● EXERCISE TASK: Only the lines from the one with "The component shall return one point per instance of the street" onward are wanted, through the last line of the entries, set down exactly.

########################################

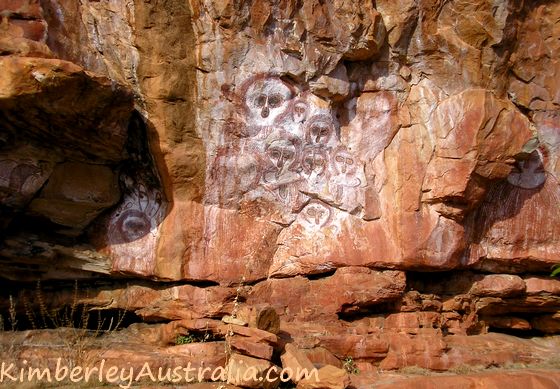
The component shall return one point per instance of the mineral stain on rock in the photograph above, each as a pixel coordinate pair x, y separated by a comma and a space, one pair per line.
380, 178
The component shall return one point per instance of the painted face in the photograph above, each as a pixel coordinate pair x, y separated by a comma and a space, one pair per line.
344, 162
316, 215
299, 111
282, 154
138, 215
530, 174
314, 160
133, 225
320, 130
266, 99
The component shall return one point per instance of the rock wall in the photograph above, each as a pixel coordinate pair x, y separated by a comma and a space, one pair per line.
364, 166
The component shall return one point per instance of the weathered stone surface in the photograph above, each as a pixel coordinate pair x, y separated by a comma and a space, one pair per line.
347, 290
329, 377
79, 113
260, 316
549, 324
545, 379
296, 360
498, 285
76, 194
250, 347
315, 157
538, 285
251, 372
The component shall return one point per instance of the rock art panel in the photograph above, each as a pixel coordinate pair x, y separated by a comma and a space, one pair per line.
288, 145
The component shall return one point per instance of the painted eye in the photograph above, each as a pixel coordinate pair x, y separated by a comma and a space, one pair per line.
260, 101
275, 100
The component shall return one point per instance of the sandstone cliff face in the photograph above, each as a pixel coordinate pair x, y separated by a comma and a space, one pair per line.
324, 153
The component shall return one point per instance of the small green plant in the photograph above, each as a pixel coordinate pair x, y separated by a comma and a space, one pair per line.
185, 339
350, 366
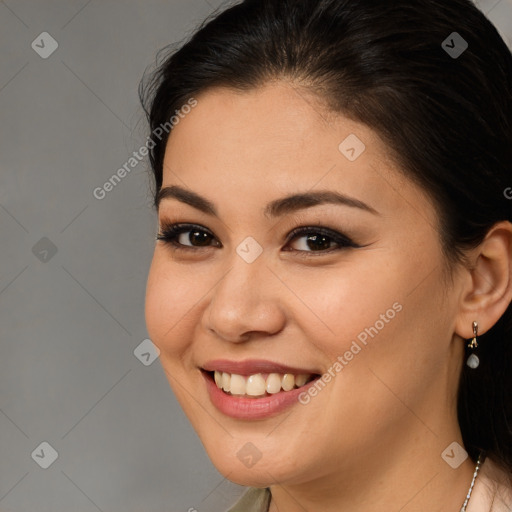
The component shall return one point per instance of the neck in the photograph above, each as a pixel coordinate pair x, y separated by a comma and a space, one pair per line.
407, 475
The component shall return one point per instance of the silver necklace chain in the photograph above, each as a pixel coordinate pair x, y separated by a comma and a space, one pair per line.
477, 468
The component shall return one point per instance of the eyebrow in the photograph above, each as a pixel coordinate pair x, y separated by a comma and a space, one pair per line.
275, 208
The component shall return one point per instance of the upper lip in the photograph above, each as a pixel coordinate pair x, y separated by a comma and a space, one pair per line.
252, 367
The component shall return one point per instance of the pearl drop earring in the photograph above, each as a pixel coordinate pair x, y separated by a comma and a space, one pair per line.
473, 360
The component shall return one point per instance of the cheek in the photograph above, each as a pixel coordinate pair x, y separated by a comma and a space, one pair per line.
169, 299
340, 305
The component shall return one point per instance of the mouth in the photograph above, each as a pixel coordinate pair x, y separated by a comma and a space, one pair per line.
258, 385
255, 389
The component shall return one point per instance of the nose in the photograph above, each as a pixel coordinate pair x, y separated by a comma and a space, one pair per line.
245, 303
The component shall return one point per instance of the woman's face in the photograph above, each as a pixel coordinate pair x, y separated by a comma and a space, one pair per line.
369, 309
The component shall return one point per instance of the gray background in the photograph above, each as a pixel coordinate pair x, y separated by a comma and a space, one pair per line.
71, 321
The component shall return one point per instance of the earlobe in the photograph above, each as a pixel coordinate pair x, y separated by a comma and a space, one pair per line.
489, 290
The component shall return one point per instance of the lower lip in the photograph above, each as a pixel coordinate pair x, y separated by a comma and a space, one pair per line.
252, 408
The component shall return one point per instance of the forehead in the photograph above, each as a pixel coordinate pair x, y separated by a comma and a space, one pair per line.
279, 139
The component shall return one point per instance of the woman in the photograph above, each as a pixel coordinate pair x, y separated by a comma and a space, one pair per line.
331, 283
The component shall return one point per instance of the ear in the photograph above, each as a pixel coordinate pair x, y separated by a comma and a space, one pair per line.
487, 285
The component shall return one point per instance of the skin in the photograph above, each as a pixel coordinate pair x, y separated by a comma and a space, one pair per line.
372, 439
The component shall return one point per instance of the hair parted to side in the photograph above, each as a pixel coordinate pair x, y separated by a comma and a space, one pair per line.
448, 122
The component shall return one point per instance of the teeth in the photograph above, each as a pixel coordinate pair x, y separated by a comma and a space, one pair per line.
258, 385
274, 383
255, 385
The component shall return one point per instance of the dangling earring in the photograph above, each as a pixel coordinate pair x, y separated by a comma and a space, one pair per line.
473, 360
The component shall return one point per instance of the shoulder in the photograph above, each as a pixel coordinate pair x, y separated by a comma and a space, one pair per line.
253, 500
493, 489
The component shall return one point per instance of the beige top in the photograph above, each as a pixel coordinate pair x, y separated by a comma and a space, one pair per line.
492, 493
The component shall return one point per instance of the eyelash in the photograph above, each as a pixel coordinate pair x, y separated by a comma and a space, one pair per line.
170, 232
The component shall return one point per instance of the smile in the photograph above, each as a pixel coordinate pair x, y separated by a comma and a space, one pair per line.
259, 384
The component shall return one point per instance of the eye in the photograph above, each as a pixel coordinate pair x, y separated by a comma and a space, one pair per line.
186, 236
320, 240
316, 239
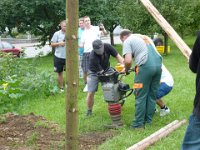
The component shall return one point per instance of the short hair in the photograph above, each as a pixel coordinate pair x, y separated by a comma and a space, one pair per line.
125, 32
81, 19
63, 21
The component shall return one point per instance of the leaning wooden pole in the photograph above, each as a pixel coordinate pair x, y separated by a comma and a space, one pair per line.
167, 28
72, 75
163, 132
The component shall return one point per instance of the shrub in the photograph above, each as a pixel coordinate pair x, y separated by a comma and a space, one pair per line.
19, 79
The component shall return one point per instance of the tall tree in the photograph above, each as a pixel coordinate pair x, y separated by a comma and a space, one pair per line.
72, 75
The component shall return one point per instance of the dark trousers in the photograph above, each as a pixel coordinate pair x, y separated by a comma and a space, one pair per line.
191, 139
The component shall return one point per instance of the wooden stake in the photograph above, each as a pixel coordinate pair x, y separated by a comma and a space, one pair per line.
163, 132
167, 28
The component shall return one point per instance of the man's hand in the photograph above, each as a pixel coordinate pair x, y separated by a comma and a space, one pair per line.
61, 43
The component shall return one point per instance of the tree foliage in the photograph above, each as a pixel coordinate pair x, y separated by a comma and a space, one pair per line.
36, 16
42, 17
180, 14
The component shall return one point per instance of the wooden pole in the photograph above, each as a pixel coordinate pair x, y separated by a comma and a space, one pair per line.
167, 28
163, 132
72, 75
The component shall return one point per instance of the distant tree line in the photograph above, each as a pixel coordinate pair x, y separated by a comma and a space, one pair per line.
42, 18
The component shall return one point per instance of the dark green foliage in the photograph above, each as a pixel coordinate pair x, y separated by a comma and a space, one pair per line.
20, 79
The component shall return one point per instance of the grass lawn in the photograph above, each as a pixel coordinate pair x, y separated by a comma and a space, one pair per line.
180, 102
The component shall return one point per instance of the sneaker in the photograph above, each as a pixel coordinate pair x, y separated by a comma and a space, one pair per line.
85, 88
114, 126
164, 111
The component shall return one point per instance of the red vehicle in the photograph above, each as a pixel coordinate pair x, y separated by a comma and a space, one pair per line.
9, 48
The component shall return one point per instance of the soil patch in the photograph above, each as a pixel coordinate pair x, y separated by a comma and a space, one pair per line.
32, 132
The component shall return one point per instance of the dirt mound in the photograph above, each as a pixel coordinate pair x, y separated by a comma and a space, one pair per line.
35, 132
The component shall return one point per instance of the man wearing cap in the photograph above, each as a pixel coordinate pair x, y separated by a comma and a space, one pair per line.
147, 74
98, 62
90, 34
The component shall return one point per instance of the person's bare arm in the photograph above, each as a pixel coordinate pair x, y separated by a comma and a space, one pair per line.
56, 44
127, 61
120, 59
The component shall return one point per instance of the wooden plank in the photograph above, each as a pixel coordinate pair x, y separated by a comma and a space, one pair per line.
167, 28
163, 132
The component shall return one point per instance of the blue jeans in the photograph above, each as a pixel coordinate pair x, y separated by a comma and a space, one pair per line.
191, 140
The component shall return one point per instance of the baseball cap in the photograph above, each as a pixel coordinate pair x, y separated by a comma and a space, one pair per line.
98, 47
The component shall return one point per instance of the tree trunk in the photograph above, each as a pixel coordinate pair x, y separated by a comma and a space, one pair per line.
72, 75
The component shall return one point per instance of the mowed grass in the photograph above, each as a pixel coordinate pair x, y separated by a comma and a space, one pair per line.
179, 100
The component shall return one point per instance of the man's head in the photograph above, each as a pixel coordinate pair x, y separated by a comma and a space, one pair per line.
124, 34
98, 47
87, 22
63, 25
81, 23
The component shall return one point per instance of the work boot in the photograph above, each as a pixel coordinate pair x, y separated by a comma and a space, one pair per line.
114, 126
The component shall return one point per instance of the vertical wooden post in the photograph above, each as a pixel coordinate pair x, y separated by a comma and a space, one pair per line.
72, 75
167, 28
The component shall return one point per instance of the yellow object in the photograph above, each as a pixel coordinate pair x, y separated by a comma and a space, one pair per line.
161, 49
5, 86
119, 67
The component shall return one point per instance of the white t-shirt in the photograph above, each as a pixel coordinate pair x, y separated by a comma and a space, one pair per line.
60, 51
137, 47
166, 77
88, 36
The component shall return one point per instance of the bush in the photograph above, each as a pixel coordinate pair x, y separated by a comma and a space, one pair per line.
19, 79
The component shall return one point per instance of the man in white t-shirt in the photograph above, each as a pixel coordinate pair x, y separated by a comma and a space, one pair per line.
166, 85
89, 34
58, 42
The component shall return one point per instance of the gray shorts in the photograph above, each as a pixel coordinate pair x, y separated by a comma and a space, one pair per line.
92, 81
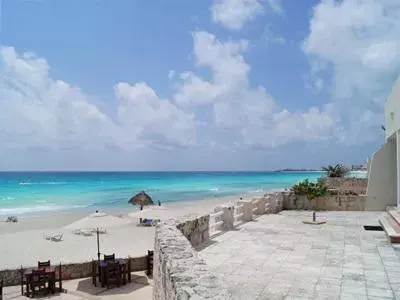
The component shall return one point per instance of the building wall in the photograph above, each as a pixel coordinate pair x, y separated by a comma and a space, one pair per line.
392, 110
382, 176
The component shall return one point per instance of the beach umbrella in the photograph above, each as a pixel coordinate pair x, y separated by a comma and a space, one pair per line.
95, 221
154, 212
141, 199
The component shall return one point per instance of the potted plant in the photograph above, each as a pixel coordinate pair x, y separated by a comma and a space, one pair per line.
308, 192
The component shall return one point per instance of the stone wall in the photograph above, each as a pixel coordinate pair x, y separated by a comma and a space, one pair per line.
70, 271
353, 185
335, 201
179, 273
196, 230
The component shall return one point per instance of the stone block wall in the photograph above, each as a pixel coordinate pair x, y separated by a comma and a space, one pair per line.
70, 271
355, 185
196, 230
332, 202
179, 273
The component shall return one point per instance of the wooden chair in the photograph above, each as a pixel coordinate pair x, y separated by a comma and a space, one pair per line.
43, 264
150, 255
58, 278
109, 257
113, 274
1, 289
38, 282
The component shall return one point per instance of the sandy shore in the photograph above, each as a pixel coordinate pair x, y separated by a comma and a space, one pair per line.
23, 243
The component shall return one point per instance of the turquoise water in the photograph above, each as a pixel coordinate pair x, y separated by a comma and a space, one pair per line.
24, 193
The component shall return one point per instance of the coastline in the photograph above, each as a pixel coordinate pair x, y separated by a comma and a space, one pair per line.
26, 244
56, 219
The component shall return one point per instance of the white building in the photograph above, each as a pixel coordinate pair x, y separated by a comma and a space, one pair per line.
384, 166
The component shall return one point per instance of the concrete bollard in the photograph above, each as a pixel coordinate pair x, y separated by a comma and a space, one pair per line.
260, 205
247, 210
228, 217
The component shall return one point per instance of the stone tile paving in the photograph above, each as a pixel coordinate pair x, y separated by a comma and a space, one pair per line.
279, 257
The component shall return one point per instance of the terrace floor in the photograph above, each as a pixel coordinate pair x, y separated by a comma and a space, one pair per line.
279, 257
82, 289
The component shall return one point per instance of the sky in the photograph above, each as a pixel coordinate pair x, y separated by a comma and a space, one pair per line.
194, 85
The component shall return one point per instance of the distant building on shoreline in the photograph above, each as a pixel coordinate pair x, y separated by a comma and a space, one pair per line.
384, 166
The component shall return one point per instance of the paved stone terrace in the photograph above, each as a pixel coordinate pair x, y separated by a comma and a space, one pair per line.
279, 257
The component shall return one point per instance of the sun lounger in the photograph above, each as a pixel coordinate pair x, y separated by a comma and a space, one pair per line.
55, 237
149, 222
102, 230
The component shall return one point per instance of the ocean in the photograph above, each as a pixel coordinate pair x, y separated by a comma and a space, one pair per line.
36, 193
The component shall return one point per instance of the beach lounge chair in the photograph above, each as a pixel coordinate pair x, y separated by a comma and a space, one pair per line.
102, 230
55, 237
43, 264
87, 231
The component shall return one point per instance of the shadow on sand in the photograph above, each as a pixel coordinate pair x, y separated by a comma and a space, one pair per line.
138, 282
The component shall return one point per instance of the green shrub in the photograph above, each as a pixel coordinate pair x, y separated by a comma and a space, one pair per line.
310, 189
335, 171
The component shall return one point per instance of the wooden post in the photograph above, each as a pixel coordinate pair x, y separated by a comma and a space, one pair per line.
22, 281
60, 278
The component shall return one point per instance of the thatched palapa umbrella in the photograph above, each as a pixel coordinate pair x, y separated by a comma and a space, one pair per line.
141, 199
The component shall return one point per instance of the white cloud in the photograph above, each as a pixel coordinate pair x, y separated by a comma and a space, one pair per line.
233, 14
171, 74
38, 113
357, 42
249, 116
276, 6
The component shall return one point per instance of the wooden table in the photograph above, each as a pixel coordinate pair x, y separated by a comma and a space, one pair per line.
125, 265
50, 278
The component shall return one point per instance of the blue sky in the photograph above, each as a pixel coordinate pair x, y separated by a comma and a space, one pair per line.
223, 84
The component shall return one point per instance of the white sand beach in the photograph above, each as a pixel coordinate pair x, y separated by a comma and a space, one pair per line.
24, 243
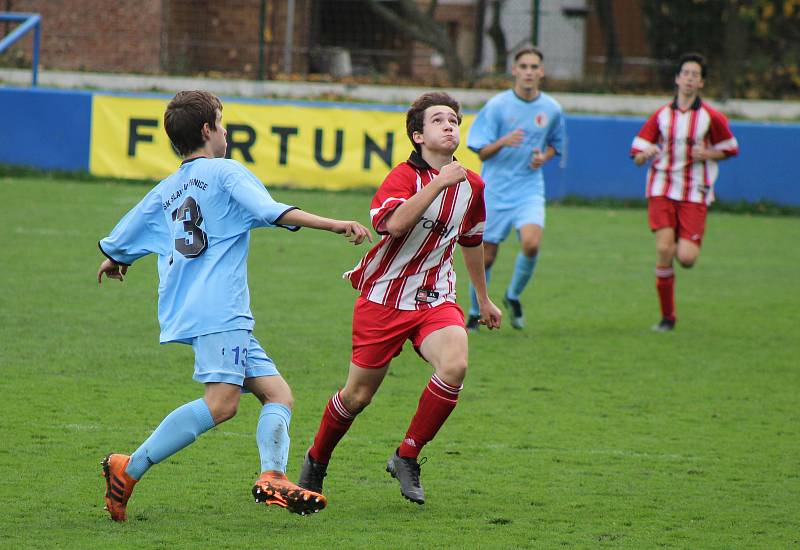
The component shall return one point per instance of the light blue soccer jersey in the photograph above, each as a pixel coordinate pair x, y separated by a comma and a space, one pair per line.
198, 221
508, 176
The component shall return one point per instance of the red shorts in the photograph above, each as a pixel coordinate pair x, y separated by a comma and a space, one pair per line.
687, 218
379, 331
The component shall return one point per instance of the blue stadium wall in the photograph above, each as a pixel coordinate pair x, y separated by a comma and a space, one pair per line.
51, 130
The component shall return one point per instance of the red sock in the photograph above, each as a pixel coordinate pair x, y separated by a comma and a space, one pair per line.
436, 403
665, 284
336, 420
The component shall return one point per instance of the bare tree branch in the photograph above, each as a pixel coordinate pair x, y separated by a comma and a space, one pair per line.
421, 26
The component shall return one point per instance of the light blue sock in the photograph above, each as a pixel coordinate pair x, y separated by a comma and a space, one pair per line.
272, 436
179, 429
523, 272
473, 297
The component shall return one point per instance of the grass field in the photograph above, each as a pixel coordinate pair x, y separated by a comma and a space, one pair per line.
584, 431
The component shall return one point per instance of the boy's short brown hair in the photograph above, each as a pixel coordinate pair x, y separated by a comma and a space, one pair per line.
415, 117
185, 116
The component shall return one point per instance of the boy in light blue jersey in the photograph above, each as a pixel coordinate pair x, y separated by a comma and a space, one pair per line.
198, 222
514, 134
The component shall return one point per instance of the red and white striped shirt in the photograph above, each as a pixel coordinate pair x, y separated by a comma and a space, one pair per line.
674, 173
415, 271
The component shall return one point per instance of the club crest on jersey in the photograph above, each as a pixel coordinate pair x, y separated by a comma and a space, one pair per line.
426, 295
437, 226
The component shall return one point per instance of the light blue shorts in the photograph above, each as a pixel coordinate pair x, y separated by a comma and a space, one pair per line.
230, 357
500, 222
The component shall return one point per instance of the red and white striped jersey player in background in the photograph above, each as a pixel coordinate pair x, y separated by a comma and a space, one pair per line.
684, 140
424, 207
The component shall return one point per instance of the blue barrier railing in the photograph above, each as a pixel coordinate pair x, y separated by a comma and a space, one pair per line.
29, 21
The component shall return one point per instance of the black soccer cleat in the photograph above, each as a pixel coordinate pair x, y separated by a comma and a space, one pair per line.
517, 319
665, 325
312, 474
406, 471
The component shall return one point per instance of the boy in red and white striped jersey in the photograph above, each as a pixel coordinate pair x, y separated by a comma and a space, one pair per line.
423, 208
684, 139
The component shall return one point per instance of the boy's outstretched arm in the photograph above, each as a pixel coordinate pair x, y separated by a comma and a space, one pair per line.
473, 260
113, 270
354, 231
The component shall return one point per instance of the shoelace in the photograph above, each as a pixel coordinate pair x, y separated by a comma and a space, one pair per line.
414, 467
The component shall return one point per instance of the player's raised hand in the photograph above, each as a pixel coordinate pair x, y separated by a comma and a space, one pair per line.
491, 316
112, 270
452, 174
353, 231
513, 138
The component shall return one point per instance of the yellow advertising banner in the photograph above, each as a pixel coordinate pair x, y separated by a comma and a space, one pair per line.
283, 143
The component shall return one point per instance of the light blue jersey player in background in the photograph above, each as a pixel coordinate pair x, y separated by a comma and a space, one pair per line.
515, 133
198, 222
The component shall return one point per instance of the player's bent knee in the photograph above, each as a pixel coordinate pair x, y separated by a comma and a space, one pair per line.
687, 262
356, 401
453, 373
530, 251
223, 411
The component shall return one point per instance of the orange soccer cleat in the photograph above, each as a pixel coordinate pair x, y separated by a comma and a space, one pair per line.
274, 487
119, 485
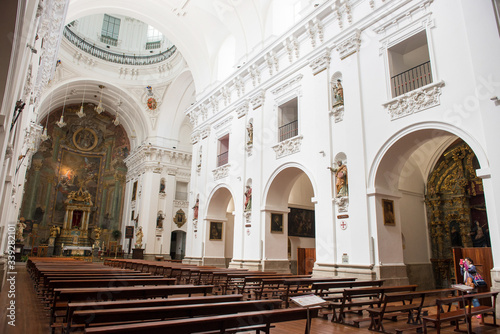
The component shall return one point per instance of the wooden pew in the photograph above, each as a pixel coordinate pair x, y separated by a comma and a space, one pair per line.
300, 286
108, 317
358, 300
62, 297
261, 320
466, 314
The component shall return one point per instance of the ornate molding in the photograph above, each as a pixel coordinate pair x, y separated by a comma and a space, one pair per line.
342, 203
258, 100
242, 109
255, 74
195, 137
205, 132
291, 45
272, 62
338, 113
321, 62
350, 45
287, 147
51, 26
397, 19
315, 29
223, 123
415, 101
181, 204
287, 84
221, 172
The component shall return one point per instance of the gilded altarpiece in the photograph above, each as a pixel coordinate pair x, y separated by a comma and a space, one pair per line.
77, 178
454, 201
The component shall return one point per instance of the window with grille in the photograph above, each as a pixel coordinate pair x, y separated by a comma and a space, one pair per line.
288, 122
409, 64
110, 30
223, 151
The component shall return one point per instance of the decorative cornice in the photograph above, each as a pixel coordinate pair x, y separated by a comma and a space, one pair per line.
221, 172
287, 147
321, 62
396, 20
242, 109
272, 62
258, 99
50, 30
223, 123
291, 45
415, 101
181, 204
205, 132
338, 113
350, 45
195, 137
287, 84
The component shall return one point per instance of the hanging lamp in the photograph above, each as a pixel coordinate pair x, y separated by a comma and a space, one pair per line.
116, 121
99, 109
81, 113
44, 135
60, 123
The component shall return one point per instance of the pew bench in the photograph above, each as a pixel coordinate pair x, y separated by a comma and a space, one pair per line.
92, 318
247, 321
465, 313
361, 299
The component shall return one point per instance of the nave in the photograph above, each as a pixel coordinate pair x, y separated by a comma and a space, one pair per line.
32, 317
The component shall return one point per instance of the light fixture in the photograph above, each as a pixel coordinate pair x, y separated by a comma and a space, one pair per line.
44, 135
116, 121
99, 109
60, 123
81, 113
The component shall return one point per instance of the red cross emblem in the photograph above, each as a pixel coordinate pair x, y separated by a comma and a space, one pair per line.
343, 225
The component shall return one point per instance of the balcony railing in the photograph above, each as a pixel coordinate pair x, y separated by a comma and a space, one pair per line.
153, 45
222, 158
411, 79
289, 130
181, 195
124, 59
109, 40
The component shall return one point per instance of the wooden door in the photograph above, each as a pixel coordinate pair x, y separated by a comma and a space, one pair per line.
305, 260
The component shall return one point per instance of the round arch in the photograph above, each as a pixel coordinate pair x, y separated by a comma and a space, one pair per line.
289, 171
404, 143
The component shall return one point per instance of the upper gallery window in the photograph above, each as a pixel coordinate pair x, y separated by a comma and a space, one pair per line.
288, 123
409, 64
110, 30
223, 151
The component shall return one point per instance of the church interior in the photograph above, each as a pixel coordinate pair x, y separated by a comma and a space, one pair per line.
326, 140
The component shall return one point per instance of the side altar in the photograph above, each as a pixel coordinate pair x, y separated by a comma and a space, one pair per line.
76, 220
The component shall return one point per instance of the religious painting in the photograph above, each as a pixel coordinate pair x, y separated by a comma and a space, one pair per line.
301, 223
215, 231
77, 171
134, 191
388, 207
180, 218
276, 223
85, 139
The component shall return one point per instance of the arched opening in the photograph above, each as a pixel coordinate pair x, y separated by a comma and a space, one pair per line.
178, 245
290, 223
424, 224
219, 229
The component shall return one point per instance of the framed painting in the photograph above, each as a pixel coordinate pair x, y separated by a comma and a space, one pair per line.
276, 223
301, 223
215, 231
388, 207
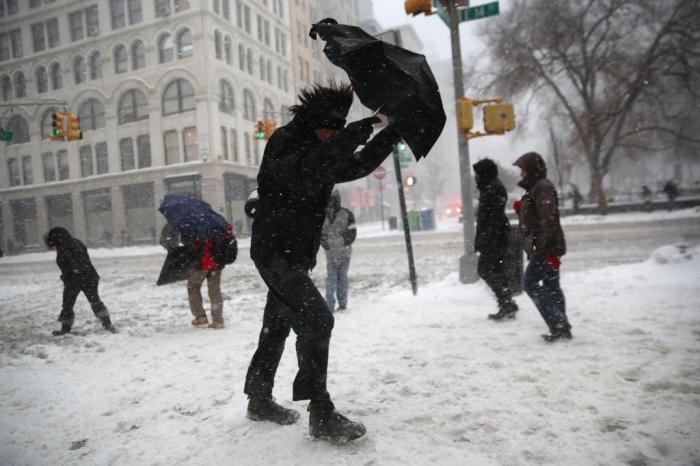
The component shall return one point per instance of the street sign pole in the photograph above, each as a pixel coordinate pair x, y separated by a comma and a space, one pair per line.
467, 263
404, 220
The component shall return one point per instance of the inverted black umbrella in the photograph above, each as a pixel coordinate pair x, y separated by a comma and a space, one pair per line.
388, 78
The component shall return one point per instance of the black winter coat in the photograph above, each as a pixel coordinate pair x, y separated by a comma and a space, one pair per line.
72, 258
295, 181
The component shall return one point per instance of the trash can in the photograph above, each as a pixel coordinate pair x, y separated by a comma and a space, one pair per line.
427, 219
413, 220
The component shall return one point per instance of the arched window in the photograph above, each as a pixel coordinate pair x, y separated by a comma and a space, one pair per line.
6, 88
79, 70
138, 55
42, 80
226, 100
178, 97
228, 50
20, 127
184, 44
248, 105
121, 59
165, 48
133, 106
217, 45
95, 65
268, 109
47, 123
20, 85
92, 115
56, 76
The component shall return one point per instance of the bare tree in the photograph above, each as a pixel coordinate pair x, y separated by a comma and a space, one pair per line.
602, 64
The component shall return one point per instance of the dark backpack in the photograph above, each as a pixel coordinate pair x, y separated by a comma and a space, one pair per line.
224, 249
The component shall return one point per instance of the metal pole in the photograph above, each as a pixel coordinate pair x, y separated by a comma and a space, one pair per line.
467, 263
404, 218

########################################

● RESULT OF THIS TASK:
The component shall return one point per instance of the street sign pole in the photograph above, each as a pixel coordinate pair x, y separated by a comma and a space, one pair per line.
467, 263
404, 220
The component shall return one point per instance of the inverted black umbrella in the photograph above, each as a pixel coordinate pair x, y separated by a comma and a space, one pair per line.
388, 78
The component shall return one point per instance of the black winter coat in the photograph above, each as a pixel coordinate pair x, y separated by a comma and a space, one pair per line.
72, 258
295, 181
The component shall return one point per instance of the trash can in the photograph above, each as a pixel coordinate pair x, y separated by a comma and a space, one pair per line.
427, 219
413, 220
The component shall return one point per instance of the arched window in the photograph above, each as a pixel coordinate pair x, y separated by a comma and a space, one pair per line.
6, 88
79, 70
138, 55
42, 80
226, 100
178, 97
228, 50
20, 127
184, 44
248, 105
121, 59
165, 48
133, 106
217, 45
95, 65
268, 109
47, 123
20, 85
92, 115
56, 76
The component shall return one point per instance of the bare tree in the photograph above, each as a pixel coordinate pair x, y separated by a comma and a space, one pair per line.
602, 64
The component shall return one point per instance of the dark backpack in the photograph above, each as a pixel coordinate pair x, y separated by a comma and a space, one pair per line.
224, 249
The component shall return one point per instance of the metal pole in the photograph above, each as a pixel coordinate pair x, y separated by a comma and a space, one pair per line.
467, 263
404, 218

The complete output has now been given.